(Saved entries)
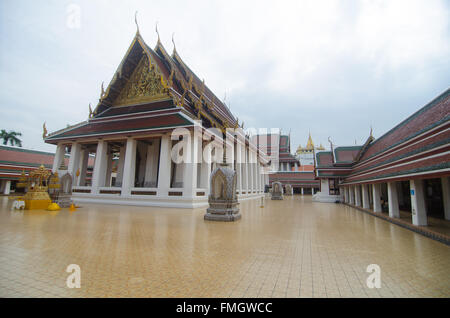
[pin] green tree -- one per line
(11, 137)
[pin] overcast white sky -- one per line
(330, 67)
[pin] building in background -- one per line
(15, 160)
(288, 168)
(407, 169)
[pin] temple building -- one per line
(306, 154)
(404, 171)
(153, 104)
(287, 168)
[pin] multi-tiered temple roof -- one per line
(150, 91)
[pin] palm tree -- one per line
(11, 136)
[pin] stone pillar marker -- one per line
(74, 160)
(376, 193)
(418, 207)
(59, 157)
(394, 211)
(223, 203)
(365, 193)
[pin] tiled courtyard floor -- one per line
(290, 248)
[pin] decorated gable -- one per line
(144, 85)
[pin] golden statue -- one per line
(37, 183)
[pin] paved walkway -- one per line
(289, 248)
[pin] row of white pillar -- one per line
(354, 193)
(250, 176)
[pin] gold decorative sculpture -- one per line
(144, 85)
(37, 196)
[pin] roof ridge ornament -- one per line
(159, 41)
(135, 21)
(102, 94)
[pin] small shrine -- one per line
(223, 203)
(277, 191)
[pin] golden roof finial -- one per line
(159, 41)
(44, 131)
(310, 144)
(173, 41)
(135, 21)
(103, 91)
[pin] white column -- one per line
(324, 186)
(394, 211)
(357, 195)
(99, 173)
(239, 167)
(151, 166)
(418, 207)
(206, 169)
(351, 191)
(83, 167)
(165, 162)
(376, 193)
(245, 170)
(250, 171)
(59, 156)
(74, 161)
(7, 188)
(190, 168)
(109, 158)
(129, 167)
(119, 176)
(345, 194)
(365, 193)
(446, 197)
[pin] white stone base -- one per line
(322, 197)
(157, 201)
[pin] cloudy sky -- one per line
(333, 68)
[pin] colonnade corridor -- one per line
(289, 248)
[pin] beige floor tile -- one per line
(296, 248)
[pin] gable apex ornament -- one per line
(135, 21)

- [Written task]:
Can you copy every one of the saved entries above word for word, leaving the pictures out of your answer?

- [Exercise response]:
[pin] green tree -- one per line
(11, 137)
[pin] overcast white sky -- one per line
(330, 67)
[pin] building in background -- one per line
(15, 160)
(288, 168)
(407, 169)
[pin] temple building -- one per line
(306, 154)
(404, 171)
(153, 104)
(287, 168)
[pin] multi-tiered temple roof -- one per line
(150, 91)
[pin] palm tree -- one per line
(11, 136)
[pin] stone pillar marker -- one per line
(74, 160)
(376, 193)
(418, 207)
(59, 157)
(394, 211)
(223, 203)
(365, 193)
[pin] tiled courtyard floor -- one per line
(290, 248)
[pin] decorated gable -- one per line
(144, 85)
[pin] golden statue -- one per line
(37, 183)
[pin] paved walkway -- one per line
(289, 248)
[pin] row of white pillar -- one per line
(354, 193)
(250, 176)
[pin] gold decorative sculpture -- one per line
(144, 85)
(37, 196)
[pin] roof ridge ornament -- one per line
(159, 41)
(135, 21)
(102, 94)
[pin] small shrine -- one per line
(223, 203)
(277, 191)
[pin] golden roof finial -- one per line
(159, 41)
(44, 131)
(310, 144)
(173, 41)
(135, 21)
(103, 91)
[pin] white column -- one per line
(324, 186)
(394, 211)
(357, 195)
(99, 173)
(239, 167)
(151, 166)
(418, 207)
(206, 169)
(351, 191)
(83, 167)
(165, 162)
(376, 193)
(245, 170)
(250, 171)
(59, 156)
(74, 161)
(7, 188)
(190, 168)
(109, 158)
(129, 167)
(119, 176)
(345, 194)
(365, 193)
(446, 197)
[pin] white stone base -- one per line
(322, 197)
(157, 201)
[pin] cloudy sky -- one per line
(333, 68)
[pin] colonnade corridor -- one per line
(289, 248)
[pin] beige floor tile -- one per line
(296, 248)
[pin] gable apex ornament -- one per line
(135, 21)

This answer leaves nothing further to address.